### [Work instructions]
Please print every record that follows, keeping each one exactly as it is.

### [Exercise material]
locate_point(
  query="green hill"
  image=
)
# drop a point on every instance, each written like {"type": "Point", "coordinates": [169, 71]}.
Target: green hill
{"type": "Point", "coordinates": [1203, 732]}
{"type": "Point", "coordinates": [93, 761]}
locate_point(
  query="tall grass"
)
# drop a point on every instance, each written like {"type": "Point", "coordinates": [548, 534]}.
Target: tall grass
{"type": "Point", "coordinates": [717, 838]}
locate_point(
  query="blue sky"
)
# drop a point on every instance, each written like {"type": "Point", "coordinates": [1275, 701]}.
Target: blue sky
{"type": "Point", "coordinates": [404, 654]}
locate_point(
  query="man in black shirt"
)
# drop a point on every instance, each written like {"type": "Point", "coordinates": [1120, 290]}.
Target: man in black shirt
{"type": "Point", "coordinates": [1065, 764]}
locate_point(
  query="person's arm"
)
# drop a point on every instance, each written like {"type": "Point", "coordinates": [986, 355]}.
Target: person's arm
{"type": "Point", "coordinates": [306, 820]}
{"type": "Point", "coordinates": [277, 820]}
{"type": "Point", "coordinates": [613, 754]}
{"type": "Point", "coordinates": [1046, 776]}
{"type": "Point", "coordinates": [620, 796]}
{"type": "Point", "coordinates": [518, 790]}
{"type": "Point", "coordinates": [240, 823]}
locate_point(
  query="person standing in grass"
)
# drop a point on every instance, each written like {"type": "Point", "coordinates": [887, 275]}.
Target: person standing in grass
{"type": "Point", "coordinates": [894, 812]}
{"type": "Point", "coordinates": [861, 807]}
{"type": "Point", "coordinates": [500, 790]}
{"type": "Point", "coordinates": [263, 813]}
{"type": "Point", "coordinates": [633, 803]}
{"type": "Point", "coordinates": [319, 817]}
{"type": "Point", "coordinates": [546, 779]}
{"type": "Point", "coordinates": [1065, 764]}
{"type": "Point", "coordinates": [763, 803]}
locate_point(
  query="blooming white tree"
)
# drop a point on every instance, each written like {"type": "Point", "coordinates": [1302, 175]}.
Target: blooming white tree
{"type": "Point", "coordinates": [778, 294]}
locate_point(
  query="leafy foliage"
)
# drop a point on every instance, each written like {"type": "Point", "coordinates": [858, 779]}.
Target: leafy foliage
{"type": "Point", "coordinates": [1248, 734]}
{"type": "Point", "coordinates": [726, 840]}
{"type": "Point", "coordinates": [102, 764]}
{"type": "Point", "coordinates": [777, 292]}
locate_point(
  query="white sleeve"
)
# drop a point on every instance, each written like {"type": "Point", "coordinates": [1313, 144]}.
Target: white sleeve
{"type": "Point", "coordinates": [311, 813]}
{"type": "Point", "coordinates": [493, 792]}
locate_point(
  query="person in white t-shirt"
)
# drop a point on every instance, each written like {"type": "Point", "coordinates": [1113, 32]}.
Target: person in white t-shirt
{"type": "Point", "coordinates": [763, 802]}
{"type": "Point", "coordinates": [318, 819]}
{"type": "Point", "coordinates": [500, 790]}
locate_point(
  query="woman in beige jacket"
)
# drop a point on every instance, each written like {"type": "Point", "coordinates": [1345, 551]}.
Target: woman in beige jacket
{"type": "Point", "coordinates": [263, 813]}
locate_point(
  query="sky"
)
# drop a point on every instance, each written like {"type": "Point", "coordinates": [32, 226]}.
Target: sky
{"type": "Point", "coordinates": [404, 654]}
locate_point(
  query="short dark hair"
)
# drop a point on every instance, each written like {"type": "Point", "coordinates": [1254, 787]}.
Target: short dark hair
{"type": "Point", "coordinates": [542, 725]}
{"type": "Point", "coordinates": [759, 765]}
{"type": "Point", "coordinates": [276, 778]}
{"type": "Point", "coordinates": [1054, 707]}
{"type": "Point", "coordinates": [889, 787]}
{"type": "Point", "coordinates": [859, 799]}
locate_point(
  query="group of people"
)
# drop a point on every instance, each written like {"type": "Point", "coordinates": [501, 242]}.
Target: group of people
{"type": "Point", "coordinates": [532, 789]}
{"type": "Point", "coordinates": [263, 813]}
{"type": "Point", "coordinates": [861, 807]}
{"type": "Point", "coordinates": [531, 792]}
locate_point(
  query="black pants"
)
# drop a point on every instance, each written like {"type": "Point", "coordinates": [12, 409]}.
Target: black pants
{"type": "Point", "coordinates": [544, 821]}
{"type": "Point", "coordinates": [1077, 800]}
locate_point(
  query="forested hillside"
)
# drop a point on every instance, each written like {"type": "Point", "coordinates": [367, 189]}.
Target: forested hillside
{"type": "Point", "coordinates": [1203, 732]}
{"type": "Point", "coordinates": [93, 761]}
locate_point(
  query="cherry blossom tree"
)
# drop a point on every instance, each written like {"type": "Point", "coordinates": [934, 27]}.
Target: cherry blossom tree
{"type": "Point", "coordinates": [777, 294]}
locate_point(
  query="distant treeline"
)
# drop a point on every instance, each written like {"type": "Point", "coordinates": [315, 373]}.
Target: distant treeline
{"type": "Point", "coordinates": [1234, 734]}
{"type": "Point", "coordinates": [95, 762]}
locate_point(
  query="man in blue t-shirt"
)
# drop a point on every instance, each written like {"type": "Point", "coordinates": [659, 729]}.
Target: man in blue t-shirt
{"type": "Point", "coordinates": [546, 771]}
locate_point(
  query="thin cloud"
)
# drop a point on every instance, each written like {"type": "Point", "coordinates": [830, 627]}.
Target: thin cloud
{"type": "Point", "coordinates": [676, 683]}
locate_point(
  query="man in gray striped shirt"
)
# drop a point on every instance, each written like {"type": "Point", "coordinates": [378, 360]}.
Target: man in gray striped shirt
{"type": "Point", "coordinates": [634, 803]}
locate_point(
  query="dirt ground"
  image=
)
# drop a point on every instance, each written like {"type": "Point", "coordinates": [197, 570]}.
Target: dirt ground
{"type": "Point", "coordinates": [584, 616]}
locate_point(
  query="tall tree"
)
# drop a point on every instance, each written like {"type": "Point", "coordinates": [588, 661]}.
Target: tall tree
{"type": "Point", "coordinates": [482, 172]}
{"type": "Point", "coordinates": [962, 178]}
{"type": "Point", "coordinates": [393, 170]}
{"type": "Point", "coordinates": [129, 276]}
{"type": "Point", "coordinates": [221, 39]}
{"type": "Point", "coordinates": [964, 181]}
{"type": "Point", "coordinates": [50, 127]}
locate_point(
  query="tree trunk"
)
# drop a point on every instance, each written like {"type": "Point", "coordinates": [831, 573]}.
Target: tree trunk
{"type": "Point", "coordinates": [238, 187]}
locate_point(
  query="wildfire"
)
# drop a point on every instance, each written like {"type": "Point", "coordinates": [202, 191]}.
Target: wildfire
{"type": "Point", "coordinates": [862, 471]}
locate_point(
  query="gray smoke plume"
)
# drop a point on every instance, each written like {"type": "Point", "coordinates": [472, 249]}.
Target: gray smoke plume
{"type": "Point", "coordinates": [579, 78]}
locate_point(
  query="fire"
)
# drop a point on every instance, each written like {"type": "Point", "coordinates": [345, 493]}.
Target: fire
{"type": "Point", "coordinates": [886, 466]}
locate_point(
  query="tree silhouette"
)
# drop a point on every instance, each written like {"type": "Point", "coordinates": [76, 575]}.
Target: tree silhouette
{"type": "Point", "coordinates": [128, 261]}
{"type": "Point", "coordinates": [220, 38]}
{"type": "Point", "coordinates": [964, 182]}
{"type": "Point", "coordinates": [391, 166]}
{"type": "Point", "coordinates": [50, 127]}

### [Problem solution]
locate_point(
  query="green hill"
  image=
)
# drop a point on every instance, each written like {"type": "Point", "coordinates": [169, 71]}.
Target: green hill
{"type": "Point", "coordinates": [1203, 732]}
{"type": "Point", "coordinates": [93, 761]}
locate_point(
  query="tall grass"
)
# drop a point on every instance, each written like {"type": "Point", "coordinates": [548, 534]}.
Target: tall grass
{"type": "Point", "coordinates": [717, 838]}
locate_point(
  query="blue sky"
)
# drop a point on every instance, each written like {"type": "Point", "coordinates": [1275, 701]}.
Target: blue sky
{"type": "Point", "coordinates": [404, 654]}
locate_point(
  query="man in black shirt"
)
# drop a point on every instance, each written like {"type": "Point", "coordinates": [1120, 290]}.
Target: man in black shirt
{"type": "Point", "coordinates": [1065, 764]}
locate_point(
  query="person's arm"
)
# drop a point on every instance, each written like {"type": "Point", "coordinates": [986, 355]}.
Target: person's arm
{"type": "Point", "coordinates": [306, 820]}
{"type": "Point", "coordinates": [277, 820]}
{"type": "Point", "coordinates": [613, 754]}
{"type": "Point", "coordinates": [1046, 776]}
{"type": "Point", "coordinates": [620, 796]}
{"type": "Point", "coordinates": [518, 790]}
{"type": "Point", "coordinates": [240, 823]}
locate_point(
  query="person standing in grass"
)
# drop a point on every instance, each written like {"type": "Point", "coordinates": [887, 275]}.
Target: person standing in grass
{"type": "Point", "coordinates": [894, 812]}
{"type": "Point", "coordinates": [861, 807]}
{"type": "Point", "coordinates": [500, 790]}
{"type": "Point", "coordinates": [263, 813]}
{"type": "Point", "coordinates": [633, 803]}
{"type": "Point", "coordinates": [319, 817]}
{"type": "Point", "coordinates": [546, 779]}
{"type": "Point", "coordinates": [1065, 764]}
{"type": "Point", "coordinates": [763, 803]}
locate_point(
  query="blooming white tree"
)
# drop a point on every instance, each written like {"type": "Point", "coordinates": [1302, 175]}.
Target: blooming white tree
{"type": "Point", "coordinates": [778, 294]}
locate_point(
  query="leafy foliage"
)
# drop a point on every instance, each written like {"type": "Point", "coordinates": [858, 779]}.
Target: leafy foliage
{"type": "Point", "coordinates": [1248, 734]}
{"type": "Point", "coordinates": [726, 840]}
{"type": "Point", "coordinates": [102, 764]}
{"type": "Point", "coordinates": [777, 292]}
locate_point(
  query="white sleeve"
)
# drop a point on every instance, each written like {"type": "Point", "coordinates": [1313, 144]}.
Target: white sleeve
{"type": "Point", "coordinates": [311, 813]}
{"type": "Point", "coordinates": [493, 792]}
locate_point(
  query="person in white t-shirt"
)
# drop a point on every instance, each written like {"type": "Point", "coordinates": [1113, 32]}.
Target: person in white t-shirt
{"type": "Point", "coordinates": [763, 802]}
{"type": "Point", "coordinates": [318, 819]}
{"type": "Point", "coordinates": [500, 790]}
locate_point(
  query="woman in beige jacket"
)
# drop a point on every instance, each written like {"type": "Point", "coordinates": [1345, 551]}.
Target: woman in beige jacket
{"type": "Point", "coordinates": [263, 813]}
locate_point(
  query="sky"
)
# drop a point on every instance, each written like {"type": "Point", "coordinates": [32, 226]}.
Target: sky
{"type": "Point", "coordinates": [404, 654]}
locate_point(
  query="short dark hair"
)
# drop a point on every instance, each written like {"type": "Point", "coordinates": [1254, 787]}.
Target: short dark hair
{"type": "Point", "coordinates": [542, 725]}
{"type": "Point", "coordinates": [759, 765]}
{"type": "Point", "coordinates": [276, 778]}
{"type": "Point", "coordinates": [1054, 707]}
{"type": "Point", "coordinates": [889, 787]}
{"type": "Point", "coordinates": [859, 799]}
locate_point(
  query="group of people"
)
# drop a point on every instance, each written like {"type": "Point", "coordinates": [501, 242]}.
Target: group of people
{"type": "Point", "coordinates": [532, 789]}
{"type": "Point", "coordinates": [263, 813]}
{"type": "Point", "coordinates": [861, 807]}
{"type": "Point", "coordinates": [531, 792]}
locate_point(
  query="black pants"
)
# drop a point on every instance, each written like {"type": "Point", "coordinates": [12, 409]}.
Target: black pants
{"type": "Point", "coordinates": [544, 821]}
{"type": "Point", "coordinates": [1077, 800]}
locate_point(
  query="forested hillside"
)
# drop a point on every instance, each written like {"type": "Point", "coordinates": [367, 189]}.
Target: forested hillside
{"type": "Point", "coordinates": [1203, 732]}
{"type": "Point", "coordinates": [93, 761]}
locate_point(
  query="cherry blossom tree"
)
# drop a point on every instance, each written like {"type": "Point", "coordinates": [934, 27]}.
Target: cherry blossom tree
{"type": "Point", "coordinates": [777, 294]}
locate_point(
  query="distant treeline"
)
# drop a point on every instance, each written like {"type": "Point", "coordinates": [315, 373]}.
Target: distant treeline
{"type": "Point", "coordinates": [1234, 734]}
{"type": "Point", "coordinates": [95, 762]}
locate_point(
  query="man in blue t-shirt"
)
# drop a point on every instance, each written like {"type": "Point", "coordinates": [659, 729]}.
Target: man in blue t-shirt
{"type": "Point", "coordinates": [546, 771]}
locate_point(
  query="thin cloud"
)
# drop a point on every instance, each written like {"type": "Point", "coordinates": [830, 627]}.
Target: thin cloud
{"type": "Point", "coordinates": [676, 683]}
locate_point(
  query="man in gray striped shirt"
)
# drop a point on every instance, each written like {"type": "Point", "coordinates": [378, 360]}.
Target: man in gray striped shirt
{"type": "Point", "coordinates": [634, 803]}
locate_point(
  query="dirt ground"
  image=
)
# drop a point on every instance, each written like {"type": "Point", "coordinates": [197, 570]}.
Target: dirt ground
{"type": "Point", "coordinates": [584, 616]}
locate_point(
  query="tall tree"
)
# drop a point on every instance, each written like {"type": "Point", "coordinates": [588, 661]}.
Target: tall tree
{"type": "Point", "coordinates": [482, 172]}
{"type": "Point", "coordinates": [962, 178]}
{"type": "Point", "coordinates": [393, 170]}
{"type": "Point", "coordinates": [129, 276]}
{"type": "Point", "coordinates": [221, 39]}
{"type": "Point", "coordinates": [964, 181]}
{"type": "Point", "coordinates": [50, 127]}
locate_point(
  query="tree trunk"
)
# drop a point on every instance, each written like {"type": "Point", "coordinates": [831, 573]}.
Target: tree trunk
{"type": "Point", "coordinates": [238, 187]}
locate_point(
  query="wildfire"
)
# drop a point on every instance, each written like {"type": "Point", "coordinates": [202, 191]}.
Target: wildfire
{"type": "Point", "coordinates": [862, 471]}
locate_point(
  query="gray smoke plume"
)
# drop a point on every instance, each written like {"type": "Point", "coordinates": [472, 249]}.
Target: gray smoke plume
{"type": "Point", "coordinates": [579, 78]}
locate_point(
  query="fire"
)
# drop a point on every instance, each written like {"type": "Point", "coordinates": [345, 493]}.
Target: fire
{"type": "Point", "coordinates": [886, 466]}
locate_point(
  query="tree silhouette"
)
# drop a point on every instance, each written like {"type": "Point", "coordinates": [76, 575]}.
Target: tree silhouette
{"type": "Point", "coordinates": [128, 261]}
{"type": "Point", "coordinates": [220, 38]}
{"type": "Point", "coordinates": [964, 182]}
{"type": "Point", "coordinates": [391, 166]}
{"type": "Point", "coordinates": [50, 127]}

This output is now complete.